To do: In the documentation extract on loading content from a URI, which three kinds of URI can the value of the .uri attribute point to?

Extract provided:
You can also check which content field is set by .content_type.

Load content from a URI#

A common pattern is loading content from a URI instead of assigning it directly in the code.

You can do this with the .uri attribute. The value of .uri can point to either a local URI, remote URI or data URI.

Local image URI

from docarray import Document

d1 = Document(uri='apple.png').load_uri_to_image_tensor()
print(d1.content_type, d1.content)

tensor [[[255 255 255]
  [255 255 255]
  [255 255 255]
  ...

Remote text URI

from docarray import Document

d1 = Document(uri='https://www.gutenberg.org/files/1342/1342-0.txt').load_uri_to_text()

print(d1.content_type, d1.content)

text ﻿The Project Gutenberg eBook of Pride and Prejudice, by Jane Austen

This eBook is for the use of anyone anywhere in the United States and
most other parts of the wor

Inline data URI

from docarray import Document

d1 = Document(
    uri='''data:image/png;base64,iVBORw0KGgoAAAANSUhEUgAAAAUA
AAAFCAYAAACNbyblAAAAHElEQVQI12P4//8/w38GIAXDIBKE0DHxgljNBAAO
9TXL0Y4OHwAAAABJRU5ErkJggg==
'''
).load_uri_to_image_tensor()

print(d1.content_type, d1.content)

tensor [[[255 255 255]
  [255   0   0]
  [255   0   0]
  [255   0   0]
  [255 255 255]]
  ...

There are more .load_uri_to_* functions that allow you to read text, image, video, 3D mesh, audio and tabular data.

../../../_images/doc-load-autocomplete.png

Convert content to data URI

An inline data URI is helpful when you need a quick visualization in HTML, as it embeds all resources directly into that HTML.

You can convert a URI to a data URI using doc.convert_uri_to_datauri(). This fetches the resource and makes it inline.

Raw records:

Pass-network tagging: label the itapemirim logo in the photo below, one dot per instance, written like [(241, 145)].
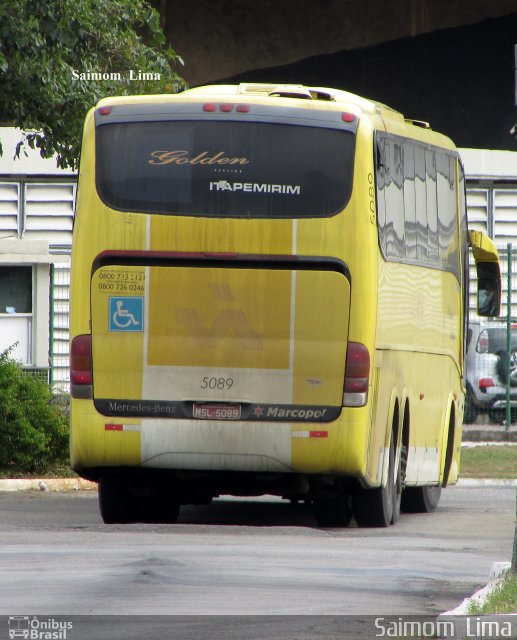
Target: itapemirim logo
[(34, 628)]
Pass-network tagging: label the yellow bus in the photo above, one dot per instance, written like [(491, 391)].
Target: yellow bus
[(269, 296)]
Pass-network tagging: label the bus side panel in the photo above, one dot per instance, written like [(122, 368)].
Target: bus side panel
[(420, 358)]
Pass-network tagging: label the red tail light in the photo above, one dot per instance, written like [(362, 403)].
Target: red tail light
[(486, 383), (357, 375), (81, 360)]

--

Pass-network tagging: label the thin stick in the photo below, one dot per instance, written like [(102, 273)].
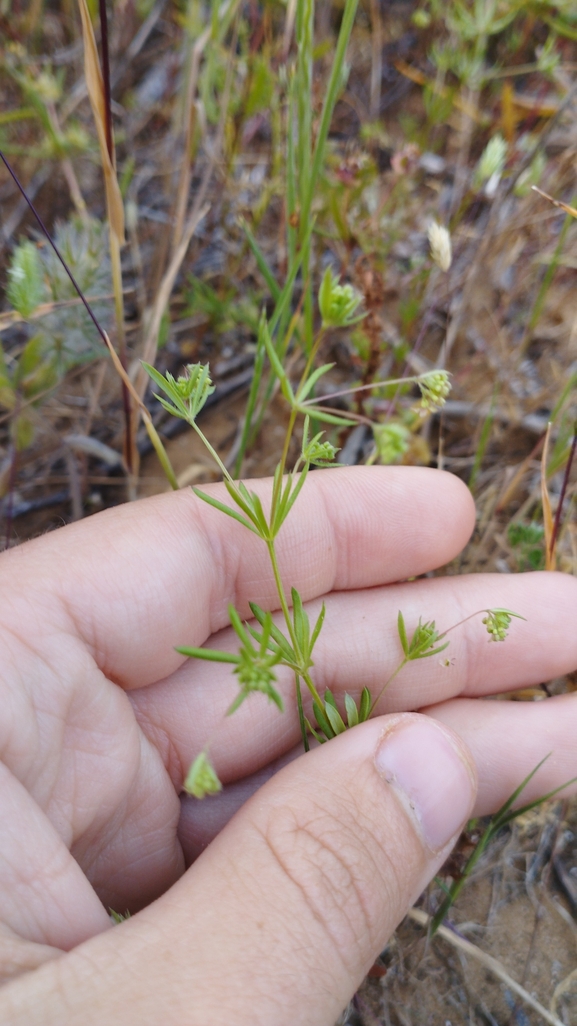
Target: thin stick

Right answer: A local URI, a remote URI, or a data URI.